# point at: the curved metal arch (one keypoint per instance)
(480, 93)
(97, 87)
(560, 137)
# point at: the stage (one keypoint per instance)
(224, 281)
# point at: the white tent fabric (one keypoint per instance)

____________

ABOUT THIS EXERCISE
Output all preceding records character for character.

SOLUTION
# point at: the curved metal arch (one keypoint per instance)
(480, 93)
(97, 87)
(560, 137)
# point at: the stage (one keypoint per instance)
(224, 281)
# point at: the white tent fabric (one keypoint per instance)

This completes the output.